## begin Stored data

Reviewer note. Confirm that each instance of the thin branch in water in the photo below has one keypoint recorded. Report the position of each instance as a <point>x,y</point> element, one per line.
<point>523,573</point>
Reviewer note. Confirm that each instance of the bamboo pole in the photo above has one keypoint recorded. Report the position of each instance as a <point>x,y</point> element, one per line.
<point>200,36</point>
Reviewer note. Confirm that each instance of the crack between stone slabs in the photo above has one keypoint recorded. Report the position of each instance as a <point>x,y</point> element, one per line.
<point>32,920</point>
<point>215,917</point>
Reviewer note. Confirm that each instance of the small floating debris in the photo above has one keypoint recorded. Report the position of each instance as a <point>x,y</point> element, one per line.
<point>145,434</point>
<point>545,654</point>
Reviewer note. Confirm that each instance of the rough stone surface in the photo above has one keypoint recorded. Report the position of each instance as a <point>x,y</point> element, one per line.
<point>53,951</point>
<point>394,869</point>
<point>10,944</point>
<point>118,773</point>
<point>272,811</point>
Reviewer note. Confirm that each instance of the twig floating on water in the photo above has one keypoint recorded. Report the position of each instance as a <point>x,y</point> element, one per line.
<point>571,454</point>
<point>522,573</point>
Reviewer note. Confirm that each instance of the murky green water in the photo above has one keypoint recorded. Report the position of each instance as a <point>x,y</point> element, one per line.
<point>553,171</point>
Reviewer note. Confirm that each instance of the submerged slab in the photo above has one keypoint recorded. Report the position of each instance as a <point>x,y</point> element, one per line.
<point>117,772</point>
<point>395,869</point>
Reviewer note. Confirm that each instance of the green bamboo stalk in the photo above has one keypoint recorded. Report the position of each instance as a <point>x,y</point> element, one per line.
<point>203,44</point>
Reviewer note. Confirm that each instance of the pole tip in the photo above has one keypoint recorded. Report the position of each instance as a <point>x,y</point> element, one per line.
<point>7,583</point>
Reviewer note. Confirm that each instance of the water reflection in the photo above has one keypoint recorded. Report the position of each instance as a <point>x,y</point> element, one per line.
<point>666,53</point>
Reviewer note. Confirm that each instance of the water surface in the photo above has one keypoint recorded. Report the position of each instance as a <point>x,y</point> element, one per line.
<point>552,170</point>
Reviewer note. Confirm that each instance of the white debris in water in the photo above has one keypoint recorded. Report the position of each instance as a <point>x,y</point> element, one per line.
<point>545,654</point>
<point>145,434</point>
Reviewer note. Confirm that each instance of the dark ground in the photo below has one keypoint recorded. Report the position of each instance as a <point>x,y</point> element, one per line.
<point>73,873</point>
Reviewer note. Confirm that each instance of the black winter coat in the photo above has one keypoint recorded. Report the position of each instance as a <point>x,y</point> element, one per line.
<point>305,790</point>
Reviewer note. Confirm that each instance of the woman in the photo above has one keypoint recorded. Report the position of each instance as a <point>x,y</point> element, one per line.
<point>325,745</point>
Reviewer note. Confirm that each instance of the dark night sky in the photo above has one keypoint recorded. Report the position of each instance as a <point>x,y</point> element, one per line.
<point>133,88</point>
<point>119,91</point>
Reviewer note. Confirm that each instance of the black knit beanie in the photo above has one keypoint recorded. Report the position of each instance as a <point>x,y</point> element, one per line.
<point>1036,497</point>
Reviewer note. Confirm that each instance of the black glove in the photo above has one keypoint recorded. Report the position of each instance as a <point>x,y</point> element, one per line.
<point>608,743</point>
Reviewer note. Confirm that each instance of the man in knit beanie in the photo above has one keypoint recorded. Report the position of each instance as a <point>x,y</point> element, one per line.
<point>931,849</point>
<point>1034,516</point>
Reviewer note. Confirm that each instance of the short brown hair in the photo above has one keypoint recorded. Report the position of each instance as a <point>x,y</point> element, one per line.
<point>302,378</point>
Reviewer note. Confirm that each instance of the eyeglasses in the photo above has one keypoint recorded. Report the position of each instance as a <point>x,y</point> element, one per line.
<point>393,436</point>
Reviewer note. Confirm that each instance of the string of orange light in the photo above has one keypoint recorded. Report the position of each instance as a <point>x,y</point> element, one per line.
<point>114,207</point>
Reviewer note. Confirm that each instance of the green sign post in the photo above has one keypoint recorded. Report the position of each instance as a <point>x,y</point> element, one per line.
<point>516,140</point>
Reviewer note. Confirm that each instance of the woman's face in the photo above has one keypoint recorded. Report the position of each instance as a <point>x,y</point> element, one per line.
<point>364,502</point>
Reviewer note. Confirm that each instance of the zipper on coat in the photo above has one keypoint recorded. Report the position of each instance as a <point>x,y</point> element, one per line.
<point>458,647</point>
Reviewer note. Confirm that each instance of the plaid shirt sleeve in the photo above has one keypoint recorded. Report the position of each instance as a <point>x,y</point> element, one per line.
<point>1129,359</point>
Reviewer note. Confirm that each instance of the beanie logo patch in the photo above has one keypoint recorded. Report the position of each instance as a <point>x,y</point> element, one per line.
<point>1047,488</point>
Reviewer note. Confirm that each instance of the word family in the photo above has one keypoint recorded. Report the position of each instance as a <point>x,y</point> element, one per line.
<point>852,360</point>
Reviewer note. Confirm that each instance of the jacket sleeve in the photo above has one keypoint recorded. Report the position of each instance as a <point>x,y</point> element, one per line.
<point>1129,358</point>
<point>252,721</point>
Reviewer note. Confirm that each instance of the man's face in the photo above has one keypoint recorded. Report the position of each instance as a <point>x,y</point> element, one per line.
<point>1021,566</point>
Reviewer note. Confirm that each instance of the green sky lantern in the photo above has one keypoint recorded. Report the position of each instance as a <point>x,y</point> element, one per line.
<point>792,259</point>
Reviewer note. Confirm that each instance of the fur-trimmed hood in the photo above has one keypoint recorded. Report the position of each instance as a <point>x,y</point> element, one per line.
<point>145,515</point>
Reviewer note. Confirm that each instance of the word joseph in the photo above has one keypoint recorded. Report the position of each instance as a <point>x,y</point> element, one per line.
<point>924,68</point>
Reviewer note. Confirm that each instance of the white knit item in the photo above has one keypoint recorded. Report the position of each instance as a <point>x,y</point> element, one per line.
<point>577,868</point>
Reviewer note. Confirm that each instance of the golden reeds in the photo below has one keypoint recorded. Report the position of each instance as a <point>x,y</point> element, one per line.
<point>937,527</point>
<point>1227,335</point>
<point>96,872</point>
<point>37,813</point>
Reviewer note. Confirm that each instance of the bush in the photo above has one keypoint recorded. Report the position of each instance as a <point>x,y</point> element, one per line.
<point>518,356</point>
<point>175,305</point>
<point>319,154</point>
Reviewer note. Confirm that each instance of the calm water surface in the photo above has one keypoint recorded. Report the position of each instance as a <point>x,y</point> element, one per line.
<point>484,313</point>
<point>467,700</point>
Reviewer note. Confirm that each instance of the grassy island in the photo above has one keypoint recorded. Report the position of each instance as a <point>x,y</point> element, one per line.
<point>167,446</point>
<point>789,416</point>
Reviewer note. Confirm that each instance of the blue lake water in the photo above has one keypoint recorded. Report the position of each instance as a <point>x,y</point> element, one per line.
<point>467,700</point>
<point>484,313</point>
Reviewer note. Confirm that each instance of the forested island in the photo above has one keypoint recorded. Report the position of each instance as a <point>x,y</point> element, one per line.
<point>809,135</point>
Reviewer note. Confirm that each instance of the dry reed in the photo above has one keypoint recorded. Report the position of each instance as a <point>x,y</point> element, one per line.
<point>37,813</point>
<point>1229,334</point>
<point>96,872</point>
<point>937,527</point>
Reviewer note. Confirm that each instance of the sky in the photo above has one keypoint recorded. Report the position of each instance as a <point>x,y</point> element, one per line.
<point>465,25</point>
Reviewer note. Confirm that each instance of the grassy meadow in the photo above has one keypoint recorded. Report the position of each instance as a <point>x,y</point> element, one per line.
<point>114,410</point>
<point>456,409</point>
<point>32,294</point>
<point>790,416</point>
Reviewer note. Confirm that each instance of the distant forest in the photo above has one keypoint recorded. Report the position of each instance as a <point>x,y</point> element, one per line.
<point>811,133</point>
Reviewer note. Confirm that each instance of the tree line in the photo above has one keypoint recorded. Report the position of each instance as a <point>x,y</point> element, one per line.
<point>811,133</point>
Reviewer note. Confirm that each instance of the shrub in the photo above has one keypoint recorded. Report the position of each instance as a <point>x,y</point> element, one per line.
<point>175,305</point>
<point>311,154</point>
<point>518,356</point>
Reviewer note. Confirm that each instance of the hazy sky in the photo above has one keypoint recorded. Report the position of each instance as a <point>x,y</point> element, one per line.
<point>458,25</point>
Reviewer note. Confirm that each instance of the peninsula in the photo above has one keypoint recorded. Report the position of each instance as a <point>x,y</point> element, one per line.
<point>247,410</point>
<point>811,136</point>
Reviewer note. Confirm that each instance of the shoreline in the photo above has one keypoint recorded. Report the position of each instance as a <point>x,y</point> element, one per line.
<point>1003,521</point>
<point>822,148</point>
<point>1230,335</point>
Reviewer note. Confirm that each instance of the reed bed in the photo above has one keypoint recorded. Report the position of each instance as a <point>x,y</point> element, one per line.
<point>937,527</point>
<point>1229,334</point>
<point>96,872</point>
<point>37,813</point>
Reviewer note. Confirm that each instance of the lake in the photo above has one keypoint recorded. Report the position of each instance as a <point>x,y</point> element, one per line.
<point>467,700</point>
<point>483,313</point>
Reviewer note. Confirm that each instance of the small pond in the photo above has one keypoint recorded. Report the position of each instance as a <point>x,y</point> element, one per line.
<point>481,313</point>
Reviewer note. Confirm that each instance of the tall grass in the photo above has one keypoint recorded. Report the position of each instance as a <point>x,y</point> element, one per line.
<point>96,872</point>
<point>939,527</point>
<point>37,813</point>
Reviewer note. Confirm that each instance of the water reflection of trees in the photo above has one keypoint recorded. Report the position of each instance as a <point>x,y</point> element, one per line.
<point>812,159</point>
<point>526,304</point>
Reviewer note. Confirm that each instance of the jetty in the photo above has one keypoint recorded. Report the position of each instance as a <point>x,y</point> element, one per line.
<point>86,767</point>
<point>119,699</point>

## end Stored data

* [Short exercise] Copy the lines of the listing above verbatim, from the line containing "Reviewer note. Confirm that each instance of the reed" through the line containing "<point>483,313</point>", inclusive.

* [Complete response]
Reviewer note. Confirm that each instance of the reed bed in the photo above has one keypoint recorded. Report the position of each instance as a <point>x,y</point> element, one per line.
<point>937,527</point>
<point>1229,334</point>
<point>96,872</point>
<point>37,813</point>
Reviewer note. Confirm that each instance of the lake in the photo above has one keypoint recorded. Report the position of each instance as a <point>x,y</point> element, one per line.
<point>467,700</point>
<point>483,313</point>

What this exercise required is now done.